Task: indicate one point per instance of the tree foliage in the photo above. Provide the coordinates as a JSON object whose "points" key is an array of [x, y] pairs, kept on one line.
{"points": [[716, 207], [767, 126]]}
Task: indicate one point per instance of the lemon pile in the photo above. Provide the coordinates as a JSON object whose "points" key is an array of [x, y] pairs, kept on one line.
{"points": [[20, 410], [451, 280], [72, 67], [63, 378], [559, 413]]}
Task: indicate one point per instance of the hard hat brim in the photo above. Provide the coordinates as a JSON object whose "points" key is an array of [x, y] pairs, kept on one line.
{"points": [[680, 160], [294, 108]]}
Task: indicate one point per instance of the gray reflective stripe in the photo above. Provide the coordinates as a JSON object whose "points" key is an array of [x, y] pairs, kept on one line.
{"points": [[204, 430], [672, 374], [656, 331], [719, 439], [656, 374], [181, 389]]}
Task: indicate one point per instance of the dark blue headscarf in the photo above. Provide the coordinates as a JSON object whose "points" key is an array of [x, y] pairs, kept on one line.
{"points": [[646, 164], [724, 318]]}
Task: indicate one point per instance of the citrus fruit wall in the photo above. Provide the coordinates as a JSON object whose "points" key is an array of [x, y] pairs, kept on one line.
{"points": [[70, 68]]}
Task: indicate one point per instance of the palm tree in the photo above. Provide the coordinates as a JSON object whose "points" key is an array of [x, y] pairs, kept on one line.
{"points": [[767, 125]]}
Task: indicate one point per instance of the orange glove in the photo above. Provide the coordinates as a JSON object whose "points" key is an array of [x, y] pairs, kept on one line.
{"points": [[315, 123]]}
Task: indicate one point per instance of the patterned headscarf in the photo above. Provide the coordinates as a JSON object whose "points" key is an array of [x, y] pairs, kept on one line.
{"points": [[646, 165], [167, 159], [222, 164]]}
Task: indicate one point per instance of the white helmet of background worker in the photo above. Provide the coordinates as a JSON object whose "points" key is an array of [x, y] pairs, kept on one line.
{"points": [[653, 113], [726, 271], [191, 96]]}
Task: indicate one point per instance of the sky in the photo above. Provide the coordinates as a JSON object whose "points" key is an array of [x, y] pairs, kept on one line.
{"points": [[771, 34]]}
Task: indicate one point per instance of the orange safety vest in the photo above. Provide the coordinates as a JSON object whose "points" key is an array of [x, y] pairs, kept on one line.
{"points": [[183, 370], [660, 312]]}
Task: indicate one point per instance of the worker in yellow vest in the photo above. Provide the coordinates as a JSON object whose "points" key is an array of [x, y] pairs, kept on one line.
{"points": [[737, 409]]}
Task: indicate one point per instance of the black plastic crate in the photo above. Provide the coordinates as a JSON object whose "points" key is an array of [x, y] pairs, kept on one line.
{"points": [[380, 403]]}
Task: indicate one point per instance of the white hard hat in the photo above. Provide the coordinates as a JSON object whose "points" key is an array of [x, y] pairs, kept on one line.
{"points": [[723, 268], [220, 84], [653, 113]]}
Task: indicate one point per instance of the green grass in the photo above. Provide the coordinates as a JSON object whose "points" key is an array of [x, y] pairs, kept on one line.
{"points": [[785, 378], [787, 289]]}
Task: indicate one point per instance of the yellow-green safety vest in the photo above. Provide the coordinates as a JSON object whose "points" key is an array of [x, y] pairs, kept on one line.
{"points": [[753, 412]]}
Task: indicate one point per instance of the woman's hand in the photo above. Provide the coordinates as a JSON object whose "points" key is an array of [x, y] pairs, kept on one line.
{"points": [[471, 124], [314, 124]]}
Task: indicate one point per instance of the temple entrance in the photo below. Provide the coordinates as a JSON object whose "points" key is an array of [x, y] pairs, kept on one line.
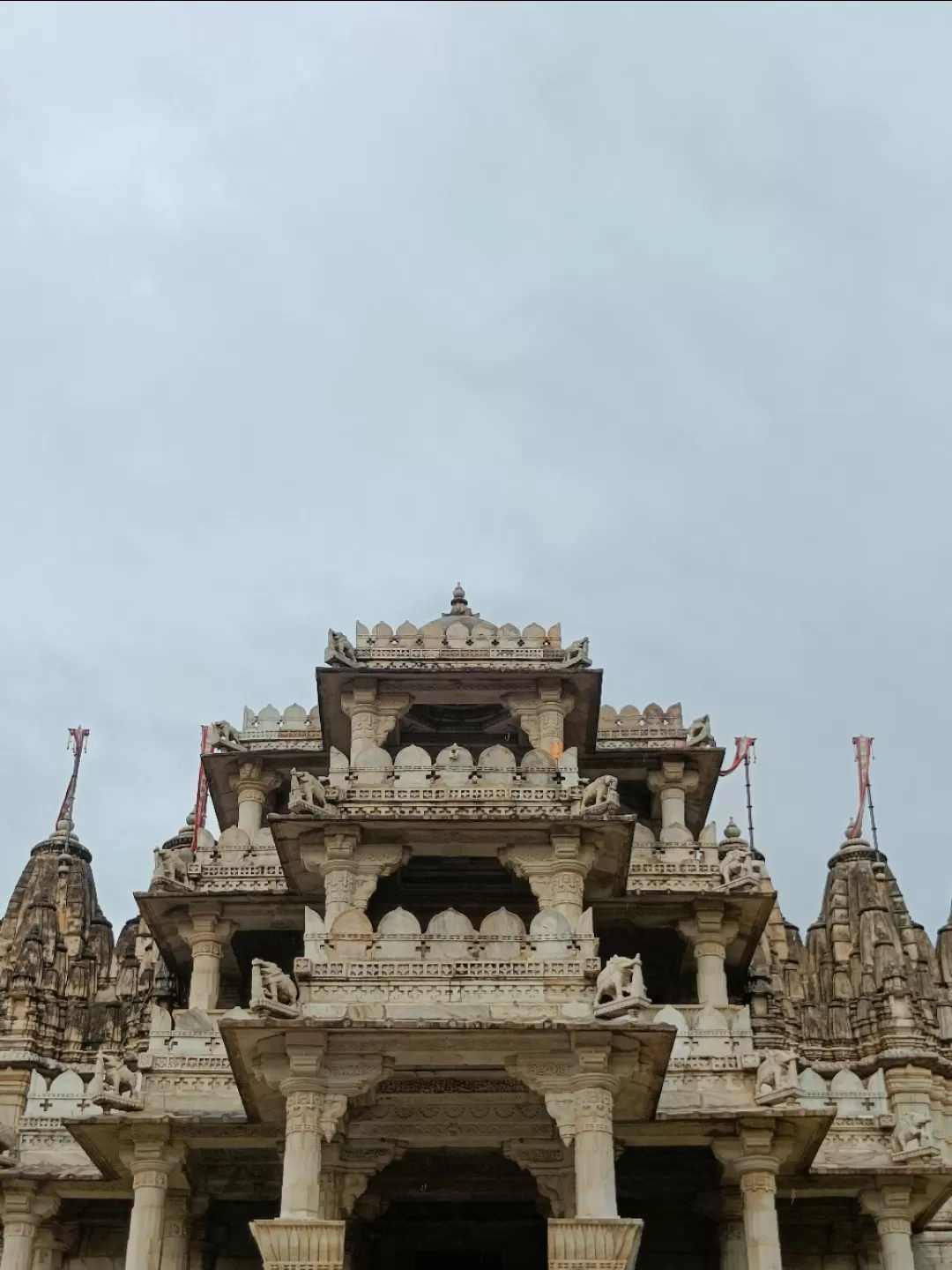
{"points": [[469, 1209]]}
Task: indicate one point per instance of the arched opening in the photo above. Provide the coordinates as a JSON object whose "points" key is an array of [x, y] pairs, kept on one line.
{"points": [[469, 1209]]}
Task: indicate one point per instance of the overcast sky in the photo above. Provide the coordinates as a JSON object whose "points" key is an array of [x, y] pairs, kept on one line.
{"points": [[628, 315]]}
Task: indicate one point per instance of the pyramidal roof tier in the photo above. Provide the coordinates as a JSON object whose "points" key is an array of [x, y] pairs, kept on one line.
{"points": [[455, 640]]}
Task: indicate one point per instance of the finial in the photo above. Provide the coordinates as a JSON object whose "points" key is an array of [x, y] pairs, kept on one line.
{"points": [[78, 744], [458, 605]]}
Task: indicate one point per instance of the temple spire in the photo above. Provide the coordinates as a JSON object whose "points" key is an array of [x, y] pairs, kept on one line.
{"points": [[63, 822]]}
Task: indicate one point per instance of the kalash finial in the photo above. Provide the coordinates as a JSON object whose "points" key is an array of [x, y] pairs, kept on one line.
{"points": [[458, 606]]}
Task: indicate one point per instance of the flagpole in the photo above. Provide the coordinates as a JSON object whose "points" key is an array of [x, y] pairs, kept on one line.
{"points": [[873, 816]]}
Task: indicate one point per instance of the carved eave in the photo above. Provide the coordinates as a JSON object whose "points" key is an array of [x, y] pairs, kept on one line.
{"points": [[466, 686], [427, 1047], [103, 1140], [652, 909], [297, 836], [247, 911]]}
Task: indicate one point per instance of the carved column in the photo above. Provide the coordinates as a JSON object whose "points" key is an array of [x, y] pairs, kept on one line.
{"points": [[351, 871], [175, 1232], [316, 1087], [542, 716], [673, 784], [206, 932], [753, 1160], [23, 1212], [710, 934], [251, 788], [579, 1093], [890, 1208], [150, 1157], [374, 715], [556, 874]]}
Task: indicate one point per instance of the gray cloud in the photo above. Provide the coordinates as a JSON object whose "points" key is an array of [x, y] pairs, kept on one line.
{"points": [[628, 315]]}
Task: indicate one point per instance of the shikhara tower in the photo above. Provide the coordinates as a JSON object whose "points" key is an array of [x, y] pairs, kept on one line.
{"points": [[469, 979]]}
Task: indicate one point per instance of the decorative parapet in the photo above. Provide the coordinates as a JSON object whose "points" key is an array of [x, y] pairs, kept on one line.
{"points": [[450, 970], [455, 785], [450, 646], [294, 728]]}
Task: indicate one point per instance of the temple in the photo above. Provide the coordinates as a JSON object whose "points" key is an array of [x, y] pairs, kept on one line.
{"points": [[469, 978]]}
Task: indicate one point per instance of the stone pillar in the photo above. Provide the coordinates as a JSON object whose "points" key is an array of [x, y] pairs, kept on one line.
{"points": [[673, 784], [23, 1212], [710, 934], [730, 1229], [556, 873], [762, 1233], [889, 1206], [206, 932], [150, 1159], [48, 1250], [301, 1177], [594, 1154], [752, 1160], [251, 788], [175, 1232]]}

········

Copy out the entries verbatim and leave the images out.

Task: indicate one point per instance of the tree foliage in the photo above. Provide the coordinates as a JSON object whose "points" key is an array of [x, y] pairs, kept on one line.
{"points": [[716, 207], [767, 126]]}
Task: indicate one point per instance of the lemon pile in the photo above. Provide the coordinates as a JSON object whose "points" key is an array of [x, y] pairs, kept on one line.
{"points": [[20, 410], [451, 280], [72, 67], [63, 378], [559, 413]]}
Task: indicate one point per instance of the hard hat brim in the photo above. Provide the coordinates as a JSON object whose "points" key is an array of [x, y] pairs, kept on one line.
{"points": [[680, 160], [294, 108]]}
Task: indicate one point per instance of the gray reflective stripe in the photo above. Provide the coordinates as a JSON object whose "points" key is an array of [x, y] pairs, kept on one line.
{"points": [[204, 430], [672, 374], [656, 331], [719, 439], [656, 374], [181, 389]]}
Task: indicate one point per instance of the dark blue headscarf in the photo above. Provide the coordinates as a JSON object whose "points" key is an array of [x, y] pairs, kept on one line.
{"points": [[646, 164], [724, 318]]}
Task: indicate one point per instance of the citrus fruit wall in the photo above. Provide the coordinates as a JSON object whose "points" key is an array of [x, y] pairs, kept on one line.
{"points": [[70, 68]]}
Task: indicate one point per instance of the palm tree in the photo above. Provide the coordinates as a JSON object whose "points" key is an array of [x, y] pairs, kept on one line.
{"points": [[767, 125]]}
Task: indicate one point per instance of the orange glove in the photo above. Provide the coordinates as a JSON object whose "points" key is an array of [x, y] pairs, kept on one line.
{"points": [[315, 123]]}
Task: indicate one point per instance of the patterned headscarf in the photo above. Provide the coordinates as a JSON object whose "points" key is an array of [x, y] pairs, kept on one line.
{"points": [[646, 165], [167, 159], [222, 164]]}
Task: indicate one point per instance of the white helmet of background worker in the photo above. Provide the coordinates as a JSON object whose "points" key is an array of [x, y] pairs, kept on one line.
{"points": [[653, 113], [726, 271], [191, 96]]}
Task: indicate one point per instance of the sky in the photo above. Provide the coordinates as a JSON object whose "points" key is an array of [x, y] pairs, kept on one line.
{"points": [[771, 34]]}
Task: indicate one point per instance of the orange safety vest in the photo above. Provide the coordinates as a JSON object whose "points" key is an array of [x, y] pairs, kept on one line.
{"points": [[183, 370], [660, 312]]}
Task: indicate one point per instance of the worker in yellow vest in the photo above. Provide the coordinates as a JSON object whose "points" key is an array of [x, y] pairs, kept on one line.
{"points": [[737, 409]]}
Task: indicate one point per instance of the black plastic crate in the photo above. Provide the coordinates as a JSON object whose "points" key is an array of [x, y] pairs, kept on one line.
{"points": [[380, 403]]}
Task: indicate one point per instance of the white hard hat in the photo above. Provide the coordinates as a JSON object whose "points" key is an array of [x, y] pairs, kept on one line.
{"points": [[723, 268], [220, 84], [653, 113]]}
Task: indicate one point per instance of the green grass in the photo above. Provide the coordinates as a JSON object whose "points" key is an array of [x, y] pairs, kept on one line.
{"points": [[785, 378], [787, 289]]}
Task: indicate one point per instance of the yellow-green safety vest in the photo above. Provide the coordinates as a JSON object whose "points" key is an array of [x, y] pairs, kept on one line.
{"points": [[753, 412]]}
Task: indicate one point per instance of the woman's hand in the photo above. Provide the coordinates as a JSON object whose "points" key is an array of [x, y] pairs, kept on one line.
{"points": [[471, 124], [314, 124]]}
Task: indicate one point per instance of the temple entrance in the photo below. Provide the coordinates as a JSON object whose "points" key is an array of [x, y] pairs, kept on one line.
{"points": [[469, 1209]]}
Task: indicate one point per instance of the arched opening in the photo above. Provide the coordinates as a JSON object whose "points" key is an array of [x, y] pairs, kept on one line.
{"points": [[469, 1209]]}
Task: indicate one point per instance of the overcast sky in the photo above. Provide the coordinates as a JSON object whose "points" key is an array of [x, y] pairs, kept on one line.
{"points": [[628, 315]]}
Task: indicate one point per instance of the pyramidal roof tier in the photo above. Provide the coordinates as a JSON object whose "points" key is an array of [x, y] pairs, kept on one line.
{"points": [[455, 640]]}
Task: indicate one point per instance of the finial in the photo above. Provide the coordinates as a JSON object whose "points" key is an array of [x, y] pairs, kept on one line.
{"points": [[78, 744], [458, 605]]}
Task: indicate one point per instance of the temple spire in the photo above. Provide the coordinates as a JSON object whose "points" key is an array of [x, y] pairs, kept on one line.
{"points": [[63, 822]]}
Task: indicate one point per instance of the kalash finial in the photo above. Provide the coordinates as a JSON object whose "points" key is an array of [x, y] pairs, kept on one line.
{"points": [[458, 606]]}
Task: indicate one point per instance of the flagpole in the photo above. Provide the coordinates as a JSON object whose "points" key is an array of [x, y] pairs, kept on one line.
{"points": [[873, 816]]}
Task: indicate one point per instance of the carved eave in the photo above. Provide the coordinates as a JSON object whose "points" key is an array of [x, y] pairs, kept on one line.
{"points": [[466, 686], [427, 1047], [103, 1140], [652, 909], [297, 836], [247, 911]]}
Task: indicate one point per instance of the carved column in the photo above. Provide the coordinates as a JSON object whose "points" key is an array of [x, y] pairs, kept on one line.
{"points": [[351, 871], [175, 1232], [316, 1087], [542, 716], [673, 784], [206, 932], [753, 1160], [23, 1212], [710, 934], [251, 788], [579, 1093], [890, 1208], [150, 1157], [374, 715], [556, 874]]}
Task: indicate one point per instance of the gray cloud in the photo above. Provide the coordinates as a JSON object whose "points" key is an array of [x, y] pairs, kept on one line.
{"points": [[628, 315]]}
Task: indicate one point per instance of the shikhara tower in the photo above. Provide the coordinates as a JSON object whose "points" key is an array of [x, y] pairs, kept on one line.
{"points": [[469, 979]]}
Task: indicate one point per instance of the decorative parapet in the photo above. Provide the coordinates as a JSON object whose "points" key is an array of [x, y] pairs, kept on one line.
{"points": [[450, 970], [455, 785], [450, 646], [294, 728]]}
Task: indicate one point per instance of the temple in the photo above. Provide the coordinates as a JSON object whose "points" key is an array of [x, y] pairs, kept on one line.
{"points": [[469, 978]]}
Task: indicate one point per instance of the stone pillar in the photo above. Provide the coordinates as a JSON object whose "points" key is an array of [x, y] pairs, kept on one line.
{"points": [[673, 784], [23, 1212], [710, 934], [730, 1229], [556, 873], [762, 1233], [889, 1206], [206, 932], [150, 1159], [48, 1250], [301, 1177], [594, 1154], [752, 1160], [251, 788], [175, 1232]]}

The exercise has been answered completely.